═════ Exercise inputs ═════

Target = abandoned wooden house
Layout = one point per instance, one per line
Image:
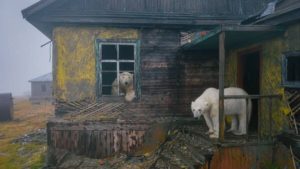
(175, 49)
(6, 107)
(41, 88)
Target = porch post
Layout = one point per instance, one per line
(221, 84)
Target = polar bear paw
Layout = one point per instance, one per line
(209, 132)
(238, 133)
(232, 130)
(213, 135)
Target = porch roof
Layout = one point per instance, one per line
(236, 36)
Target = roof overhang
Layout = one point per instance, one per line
(236, 36)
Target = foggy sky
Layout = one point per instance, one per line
(21, 57)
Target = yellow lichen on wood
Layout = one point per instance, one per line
(270, 81)
(75, 59)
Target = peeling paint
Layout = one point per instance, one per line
(75, 66)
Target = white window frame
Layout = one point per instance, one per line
(117, 61)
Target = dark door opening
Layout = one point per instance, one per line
(249, 80)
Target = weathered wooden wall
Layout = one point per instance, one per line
(37, 94)
(6, 107)
(270, 80)
(96, 140)
(74, 59)
(74, 66)
(198, 71)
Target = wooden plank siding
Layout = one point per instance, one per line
(197, 72)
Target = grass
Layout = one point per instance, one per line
(27, 119)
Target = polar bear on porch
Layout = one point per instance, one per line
(125, 86)
(208, 106)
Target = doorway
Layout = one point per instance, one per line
(249, 80)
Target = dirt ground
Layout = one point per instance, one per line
(23, 140)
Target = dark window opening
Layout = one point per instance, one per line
(115, 58)
(43, 88)
(291, 69)
(109, 52)
(126, 52)
(249, 73)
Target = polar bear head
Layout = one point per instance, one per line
(126, 79)
(199, 107)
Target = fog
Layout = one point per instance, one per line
(21, 57)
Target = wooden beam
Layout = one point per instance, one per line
(221, 84)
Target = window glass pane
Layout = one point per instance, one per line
(108, 77)
(106, 90)
(109, 52)
(109, 66)
(126, 66)
(293, 69)
(126, 52)
(43, 87)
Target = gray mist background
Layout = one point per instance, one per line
(21, 57)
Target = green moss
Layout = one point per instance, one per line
(18, 156)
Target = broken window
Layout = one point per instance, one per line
(43, 88)
(114, 60)
(291, 69)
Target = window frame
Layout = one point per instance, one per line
(99, 61)
(43, 88)
(285, 57)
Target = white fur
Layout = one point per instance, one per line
(208, 106)
(125, 86)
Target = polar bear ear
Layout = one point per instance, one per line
(206, 103)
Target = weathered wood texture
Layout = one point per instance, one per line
(197, 73)
(252, 156)
(198, 7)
(6, 107)
(158, 72)
(96, 140)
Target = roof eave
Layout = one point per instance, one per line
(27, 12)
(213, 35)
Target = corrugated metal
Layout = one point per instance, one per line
(44, 78)
(6, 107)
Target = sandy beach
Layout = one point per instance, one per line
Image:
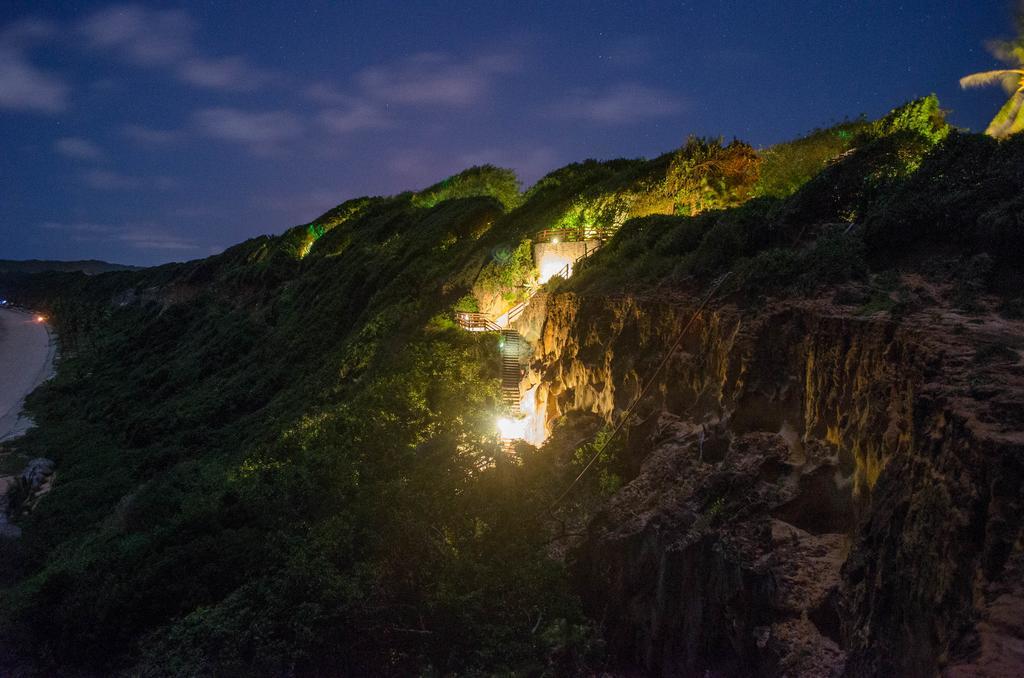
(27, 351)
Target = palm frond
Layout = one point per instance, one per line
(1010, 119)
(987, 78)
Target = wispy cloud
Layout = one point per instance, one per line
(165, 38)
(150, 136)
(138, 236)
(230, 73)
(435, 78)
(620, 104)
(259, 131)
(108, 180)
(356, 116)
(153, 37)
(78, 149)
(23, 86)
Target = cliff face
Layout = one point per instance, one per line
(816, 492)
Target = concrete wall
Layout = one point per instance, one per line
(550, 258)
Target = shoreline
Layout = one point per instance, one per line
(29, 358)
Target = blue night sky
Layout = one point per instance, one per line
(144, 133)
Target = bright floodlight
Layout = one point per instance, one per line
(511, 429)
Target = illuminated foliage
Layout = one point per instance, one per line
(1010, 119)
(496, 182)
(706, 175)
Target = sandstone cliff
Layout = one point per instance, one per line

═════

**Short task**: Write out again, exactly, each line from the one containing "Target = sandy beach" through the last line of the entries, and omit every picture.

**Problem solution**:
Target = sandy beach
Layout = one point per instance, one per line
Image:
(27, 351)
Target = palm frond
Layout = one point per instance, one per line
(1010, 119)
(987, 78)
Target = wispy cloud
Layout = one point per instance, one per line
(165, 38)
(150, 136)
(138, 236)
(230, 73)
(435, 78)
(620, 104)
(259, 131)
(108, 180)
(356, 116)
(153, 37)
(78, 149)
(23, 86)
Target = cliff face
Layout = one point per instance, one per line
(816, 492)
Target = concrete wall
Layout = one point per instance, one per line
(550, 258)
Target = shoreline
Layout = one point per instance, one per line
(29, 358)
Target = blue night sky
Layout = one point per instance, one per line
(144, 133)
Target = bright floodlight
Layout = one point per instance, one per line
(511, 429)
Target = illuminated foliage
Layout = one point per instance, one per line
(1010, 119)
(496, 182)
(706, 175)
Target = sandstone cliff
Layout = one point per instance, one per line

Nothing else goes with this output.